- [Extract]
────────────────────
Wouldn't it be nice to write poetry in Hawaii? The Asian‐American poet, Cathy Song, does just that and is a poetry professor at the University of Hawaii at Manoa. Song's poetry explores her Korean and Chinese heritage through the lens of an American upbringing. She is best known for her first poetry collection, Picture Bride (1983), which won the 1982 Yale Series of Younger Poets competition.

Cathy Song, Oahu Hawaii, StudySmarter

Cathy Song grew up on the island of Oahu in Hawaii.

Cathy Song: Biography

Cathy Song was born on August 20, 1955, in Wahiawa, Hawaii. Her mother was a Chinese‐American seamstress, and her father was a Korean‐American pilot. Song grew up in Hawaii in a neighborhood on the island of Oahu. As her father was a pilot, the family traveled often. Song started writing about her family's travels at a young age, deciding that she wanted to share and tell her family's stories.
────────────────────
- [Supplied material]
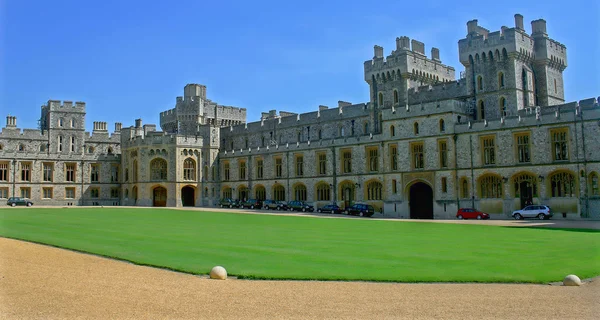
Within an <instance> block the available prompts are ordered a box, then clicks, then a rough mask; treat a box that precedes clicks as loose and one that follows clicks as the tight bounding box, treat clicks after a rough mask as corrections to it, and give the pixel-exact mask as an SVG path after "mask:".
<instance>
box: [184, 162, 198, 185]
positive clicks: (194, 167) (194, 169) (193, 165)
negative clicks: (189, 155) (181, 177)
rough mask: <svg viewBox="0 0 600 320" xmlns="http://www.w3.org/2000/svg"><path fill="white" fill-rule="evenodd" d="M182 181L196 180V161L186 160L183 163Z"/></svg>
mask: <svg viewBox="0 0 600 320" xmlns="http://www.w3.org/2000/svg"><path fill="white" fill-rule="evenodd" d="M183 180H186V181H194V180H196V161H194V159H192V158H187V159H185V160H184V161H183Z"/></svg>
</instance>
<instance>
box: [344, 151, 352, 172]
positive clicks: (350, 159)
mask: <svg viewBox="0 0 600 320" xmlns="http://www.w3.org/2000/svg"><path fill="white" fill-rule="evenodd" d="M342 172H343V173H350V172H352V151H351V150H344V151H342Z"/></svg>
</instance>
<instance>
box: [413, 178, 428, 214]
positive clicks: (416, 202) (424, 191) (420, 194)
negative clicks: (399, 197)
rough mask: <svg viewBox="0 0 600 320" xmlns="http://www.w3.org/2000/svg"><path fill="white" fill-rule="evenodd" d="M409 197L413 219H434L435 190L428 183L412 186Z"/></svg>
mask: <svg viewBox="0 0 600 320" xmlns="http://www.w3.org/2000/svg"><path fill="white" fill-rule="evenodd" d="M409 199H410V200H409V201H410V202H409V206H410V218H411V219H433V190H432V189H431V187H430V186H429V185H428V184H426V183H423V182H417V183H415V184H413V185H412V186H410V191H409Z"/></svg>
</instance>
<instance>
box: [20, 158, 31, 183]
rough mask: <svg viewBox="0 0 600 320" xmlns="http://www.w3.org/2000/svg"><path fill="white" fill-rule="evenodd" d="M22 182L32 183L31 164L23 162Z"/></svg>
mask: <svg viewBox="0 0 600 320" xmlns="http://www.w3.org/2000/svg"><path fill="white" fill-rule="evenodd" d="M21 181H31V163H29V162H21Z"/></svg>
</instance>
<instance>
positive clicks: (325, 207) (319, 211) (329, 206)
mask: <svg viewBox="0 0 600 320" xmlns="http://www.w3.org/2000/svg"><path fill="white" fill-rule="evenodd" d="M317 212H325V213H333V214H337V213H340V212H342V209H341V208H340V207H339V206H338V205H337V204H328V205H325V206H323V207H321V208H319V209H317Z"/></svg>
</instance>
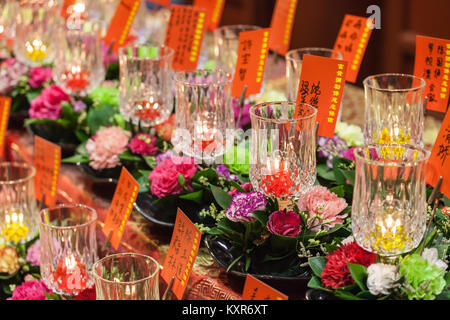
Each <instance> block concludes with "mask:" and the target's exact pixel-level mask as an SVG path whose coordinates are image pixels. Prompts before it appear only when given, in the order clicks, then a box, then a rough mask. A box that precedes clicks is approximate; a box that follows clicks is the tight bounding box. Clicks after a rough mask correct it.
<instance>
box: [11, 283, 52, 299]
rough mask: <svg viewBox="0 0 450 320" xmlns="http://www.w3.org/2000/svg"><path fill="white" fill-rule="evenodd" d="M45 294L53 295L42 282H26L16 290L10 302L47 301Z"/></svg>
mask: <svg viewBox="0 0 450 320" xmlns="http://www.w3.org/2000/svg"><path fill="white" fill-rule="evenodd" d="M44 292H47V293H51V291H50V290H49V289H48V288H47V286H46V285H45V284H44V282H43V281H42V280H41V281H39V280H30V281H25V282H23V283H22V284H21V285H20V286H17V287H16V289H14V291H13V295H12V297H11V298H8V300H47V297H46V296H45V294H44Z"/></svg>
────────────────────
- [Task list]
(1) What did Cathy Song's father do for work, according to the Cathy Song passage?
(2) Reproduce the Cathy Song passage word for word, beginning at the words "Wouldn't it be" and stopping after "Younger Poets competition.".
(3) Summarize the Cathy Song passage in two sentences.
The records are separate material and are not part of the Cathy Song passage.

- [Outputs in order]
(1) He was a pilot.

(2)
Wouldn't it be nice to write poetry in Hawaii? The Asian‐American poet, Cathy Song, does just that and is a poetry professor at the University of Hawaii at Manoa. Song's poetry explores her Korean and Chinese heritage through the lens of an American upbringing. She is best known for her first poetry collection, Picture Bride (1983), which won the 1982 Yale Series of Younger Poets competition.

(3) Cathy Song is an Asian-American poet and poetry professor at the University of Hawaii at Manoa whose work explores her Korean and Chinese heritage through an American upbringing, and she is best known for her first collection, Picture Bride (1983). Born in 1955 in Wahiawa, Hawaii, to a Chinese-American seamstress and a Korean-American pilot, she grew up on Oahu, traveled often with her family, and began writing about those travels at a young age.